Moeen, however, described the media reaction as "slightly strange" and defended both his overall Test record of 181 wickets and five centuries in 60 matches, as well as his performances in a 2019 summer from which he emerged with a World Cup winner's medal, but was dropped for the latter stages of that competition as well as the bulk of England's subsequent Ashes campaign.

"As well as becoming a dad for the second time, I look back on the past 12 months in cricket with a huge amount of pride and satisfaction," he wrote.

"To be part of a World Cup winning squad was a once-in-a-lifetime experience. There was no resentment or sadness from missing the later games. The tournament became seamer-heavy in terms of conditions and I had full faith that Eoin Morgan was picking the right team to win. He always explained his decisions to me. So this was anything but a hard time."

He acknowledged that his solitary appearance in the Ashes - a 251-run defeat at Edgbaston - had been "disappointing", but pointed out that in the 12 months prior to that match he had been the leading Test wicket-taker in the world, claiming 45 wickets at 23.13 in nine matches, including a nine-wicket display against India at Southampton, and 18 wickets in England's 3-0 series win in Sri Lanka.

"In the past week I have read that I don't take wickets overseas, when I felt I was making progress in this department," he wrote. "Sometimes it can feel like my bad days in Test cricket get amplified or singled out more than other players, while my good ones can fly under the radar. I'm not making excuses but over time this can get to you a little bit.

"The time away has felt quite liberating. Since my international debut in 2014 the miles on the clock have probably crept up and Test cricket is the level where the pressure and scrutiny are greatest. Combining it all had become a bit draining and rushing back now might have seen nothing change in this regard.

"I have put no timeframe on things. I just want to get that buzz back - a feeling of making my debut again - and ultimately become a better player for it."

| Dataset entries |
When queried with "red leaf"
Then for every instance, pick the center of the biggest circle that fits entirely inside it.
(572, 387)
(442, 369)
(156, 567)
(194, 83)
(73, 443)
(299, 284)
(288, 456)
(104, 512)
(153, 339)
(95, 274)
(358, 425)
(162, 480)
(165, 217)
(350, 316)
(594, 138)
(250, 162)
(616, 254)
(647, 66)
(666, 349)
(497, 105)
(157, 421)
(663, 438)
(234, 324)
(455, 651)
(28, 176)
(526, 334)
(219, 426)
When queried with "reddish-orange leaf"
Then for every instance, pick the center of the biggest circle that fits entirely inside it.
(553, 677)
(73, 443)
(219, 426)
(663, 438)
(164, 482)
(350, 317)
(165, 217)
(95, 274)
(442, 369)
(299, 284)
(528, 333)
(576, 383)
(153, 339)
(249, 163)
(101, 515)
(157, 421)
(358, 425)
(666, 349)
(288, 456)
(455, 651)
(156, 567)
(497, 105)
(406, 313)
* * *
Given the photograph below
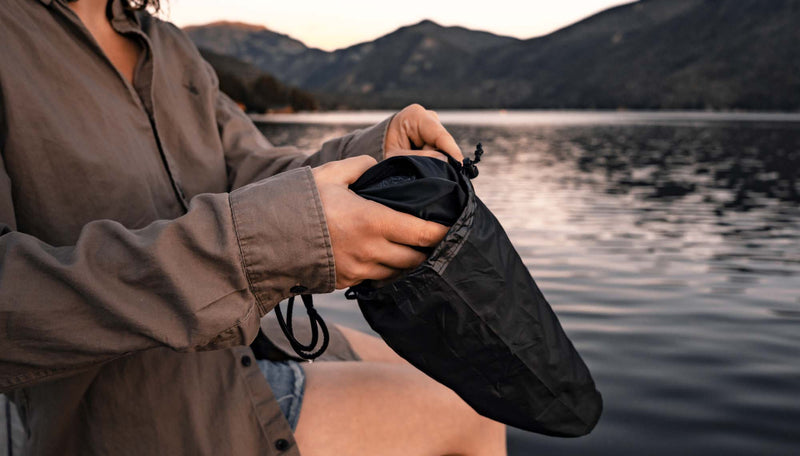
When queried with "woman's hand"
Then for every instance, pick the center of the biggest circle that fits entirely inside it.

| What this exercise asks |
1. From the passage about Moeen, print the part that opens with the words containing "Moeen, however, described" and closes with "subsequent Ashes campaign.".
2. According to the passage about Moeen, how many wickets did he take in England's 3-0 series win in Sri Lanka?
The entries are separate from the passage about Moeen.

| Solutions to the exercise |
1.
Moeen, however, described the media reaction as "slightly strange" and defended both his overall Test record of 181 wickets and five centuries in 60 matches, as well as his performances in a 2019 summer from which he emerged with a World Cup winner's medal, but was dropped for the latter stages of that competition as well as the bulk of England's subsequent Ashes campaign.

2. 18 wickets.